*Ausgewählter Auszug*.

::::::

Der Anwalt zieht in der Tageszeitung einen Vergleich mit NS-Methoden: „Es wird auch Schlimmes wieder in Erinnerung gerufen, wenn man sich im Fall meiner Mandantin die Krankheitsbezeichnung anschaut; da steht: Sterilisation aus geistiger Indikation.“

Geklagt werden neben dem Gynäkologen, der an einem südsteirischen Krankenhaus den Eingriff durchgeführt hat, auch die Krankenanstalten (Kages) sowie Vater und Mutter der Frau.

„Über den Einzelfall hinaus von hohem allgemeinen Interesse“

Wolfgang Herzog aus der Rechtsabteilung der Kages meinte gegenüber dem Standard, sollten die Vorwürfe haltbar sein, sei man gesprächsbereit, doch „dieser Arzt arbeitet nicht mehr für uns und kann sich an den Fall überhaupt nicht erinnern“.

Das macht doch stutzig. Ist dieses Vorgehen denn so alltäglich, dass der Arzt sich daran nicht mehr erinnern kann? „Die Rechtssache ist weit über den Einzelfall hinaus von hohem allgemeinem Interesse“, argumentiert der Anwalt, denn es „ist zu befürchten, dass auch heute noch derart vorgegangen wird und Verstöße gegen die Verpflichtung der Bestellung eines Sachwalters und der pflegschaftsgerichtlichen Genehmigung geschehen“.

Prozess vertagt. Landesgericht für Strafsachen ermittelt

Der Prozess am Grazer Zivilgericht wurde nach der Verhandlung am 4. November 2005 vertagt und wird erst im nächsten Jahr fortgesetzt. Der Streitwert beträgt 31.000 Euro und damit sollen u.a. die Kosten für eine künstliche Befruchtung eingeklagt werden.

Am Landesgericht für Strafsachen wird nun auch wegen Vergewaltigung ermittelt.

::::::

[Zeigedaten zu Referenzausdrücken]
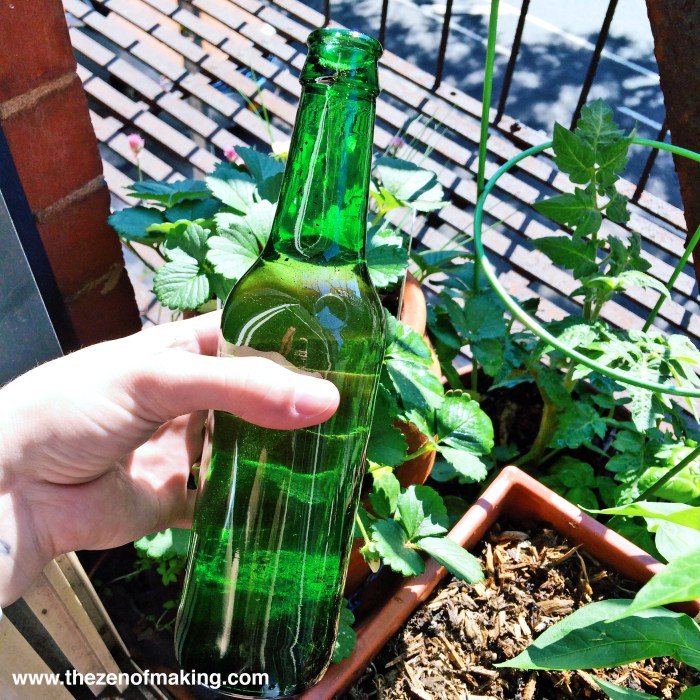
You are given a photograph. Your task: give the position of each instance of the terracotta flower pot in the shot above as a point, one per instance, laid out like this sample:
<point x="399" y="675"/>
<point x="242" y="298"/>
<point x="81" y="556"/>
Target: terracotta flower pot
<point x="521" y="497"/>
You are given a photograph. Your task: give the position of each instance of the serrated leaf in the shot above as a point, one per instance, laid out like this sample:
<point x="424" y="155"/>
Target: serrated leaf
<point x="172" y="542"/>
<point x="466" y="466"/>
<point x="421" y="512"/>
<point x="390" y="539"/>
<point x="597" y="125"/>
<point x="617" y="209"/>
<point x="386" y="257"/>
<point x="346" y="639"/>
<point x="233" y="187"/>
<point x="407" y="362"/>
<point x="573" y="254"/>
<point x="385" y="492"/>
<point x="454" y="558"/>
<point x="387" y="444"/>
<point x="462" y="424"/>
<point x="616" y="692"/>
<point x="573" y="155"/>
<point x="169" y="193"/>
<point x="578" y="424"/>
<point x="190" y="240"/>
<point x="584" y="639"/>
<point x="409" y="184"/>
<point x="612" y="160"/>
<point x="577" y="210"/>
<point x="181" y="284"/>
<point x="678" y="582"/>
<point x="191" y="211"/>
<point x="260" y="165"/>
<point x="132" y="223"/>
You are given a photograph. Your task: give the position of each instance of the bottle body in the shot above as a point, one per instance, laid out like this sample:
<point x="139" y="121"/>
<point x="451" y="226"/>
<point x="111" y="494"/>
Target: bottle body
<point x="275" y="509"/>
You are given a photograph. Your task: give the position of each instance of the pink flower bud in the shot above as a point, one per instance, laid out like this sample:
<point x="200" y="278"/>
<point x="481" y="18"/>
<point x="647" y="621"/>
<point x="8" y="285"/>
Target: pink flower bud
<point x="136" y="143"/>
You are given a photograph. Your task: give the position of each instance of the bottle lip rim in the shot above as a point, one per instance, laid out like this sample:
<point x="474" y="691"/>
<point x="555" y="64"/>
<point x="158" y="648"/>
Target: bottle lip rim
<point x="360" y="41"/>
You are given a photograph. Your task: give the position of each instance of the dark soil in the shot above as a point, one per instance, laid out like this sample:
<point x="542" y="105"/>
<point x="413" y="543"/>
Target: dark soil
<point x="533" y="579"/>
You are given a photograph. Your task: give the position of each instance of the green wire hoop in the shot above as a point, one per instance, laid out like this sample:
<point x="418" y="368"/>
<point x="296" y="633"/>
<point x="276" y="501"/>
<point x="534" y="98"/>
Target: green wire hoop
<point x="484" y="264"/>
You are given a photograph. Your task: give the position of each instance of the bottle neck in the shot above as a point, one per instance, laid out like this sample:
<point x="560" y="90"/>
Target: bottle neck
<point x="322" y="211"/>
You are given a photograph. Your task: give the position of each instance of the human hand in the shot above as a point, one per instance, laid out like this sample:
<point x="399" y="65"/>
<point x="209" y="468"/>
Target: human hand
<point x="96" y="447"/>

::::::

*Aufgaben und Übungen*.
a. Entscheiden Sie für jede Aussage, ob sie mit dem Auszug übereinstimmt, und belegen Sie Ihr Ja oder Nein mit den ausschlaggebenden Worten des Auszugs als wörtlichem Zitat.
(i) Der Eingriff wurde an einem Krankenhaus in der Südsteiermark vorgenommen.
(ii) Der Streitwert liegt bei 13.000 Euro.
(iii) Der Arzt ist weiterhin für die Kages tätig.
b. Beantworten Sie anhand des Auszugs die folgenden Fragen jeweils kurz.
(i) Wer aus der Rechtsabteilung der Kages äußerte sich gegenüber dem Standard?
(ii) An welchem Datum fand die Verhandlung am Grazer Zivilgericht statt?
(iii) Wegen welches Vorwurfs ermittelt das Landesgericht für Strafsachen?

*Ihre Antworten*.
a.
(i) Ja: „an einem südsteirischen Krankenhaus den Eingriff durchgeführt hat“
(ii) Nein: „Der Streitwert beträgt 31.000 Euro“
(iii) Nein: „dieser Arzt arbeitet nicht mehr für uns“

b.
(i) Wolfgang Herzog
(ii) Am 4. November 2005
(iii) Wegen Vergewaltigung